═════ PASSAGE GIVEN

[EM] Re: PR not representing median voter, and a system using best of PR and single seat.

Clinton Mead cryptor at zipworld.com.au
Thu Jul 24 10:34:11 PDT 2003

>Message: 4
>Date: Wed, 23 Jul 2003 15:21:57 -0700 (PDT)
>Subject: Re: [EM] Re: PR not representing median voter, and a system using best  ofPR and single seat.
>From: "Alex Small" <asmall at physics.ucsb.edu>
>To: <election-methods-electorama.com at electorama.com>
>When you say "upper house", do you envision that House as being more
>powerful or less powerful than the Lower House?  I know that in most
>countries the Upper House is the smaller one with longer terms, and it's
>generally the weaker of the two Houses.  However, in the US the Senate is
>actually the more powerful House of Congress.  It is essentially equal to
>the House of Representatives in legislative matters, and it also has power
>over treaties and judicial and executive appointments.  I don't know what
>the situation is in Australia.
Australian upper house (senate) has equal powers to the lower house 
(house of representatives) except it can't initiate money bills. So 
technically it has slightly less power. The Australian upper house is 
half the size of the lower house. A proportionally represented upper 
house may be more appropriate for things like treaties and judicial 
appointments, as these matters are important enough not to be controlled 
by a single party (particularly judicial appointments). I would suggest 
at least the power of say, 2/3 veto from the other house though, just to 
keep either house in check.

══════════
═════ INPUT MATERIAL

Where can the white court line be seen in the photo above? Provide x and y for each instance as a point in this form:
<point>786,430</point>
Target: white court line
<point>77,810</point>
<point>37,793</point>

══════════

* **GOAL 1**: Do these statements agree with the post on upper houses? (a) The Australian upper house can initiate money bills. (b) The Australian upper house is half the size of the lower house. (c) The writer suggests giving each house a 2/3 veto over the other.
* **GOAL 2**: Return the entire listing above, line for line and unchanged.

* **PROBLEM SOLUTION 1**:
(a) No: "except it can't initiate money bills"
(b) Yes: "The Australian upper house is half the size of the lower house."
(c) Yes: "I would suggest at least the power of say, 2/3 veto from the other house though"

* **PROBLEM SOLUTION 2**:
Where can the white court line be seen in the photo above? Provide x and y for each instance as a point in this form:
<point>786,430</point>
Target: white court line
<point>77,810</point>
<point>37,793</point>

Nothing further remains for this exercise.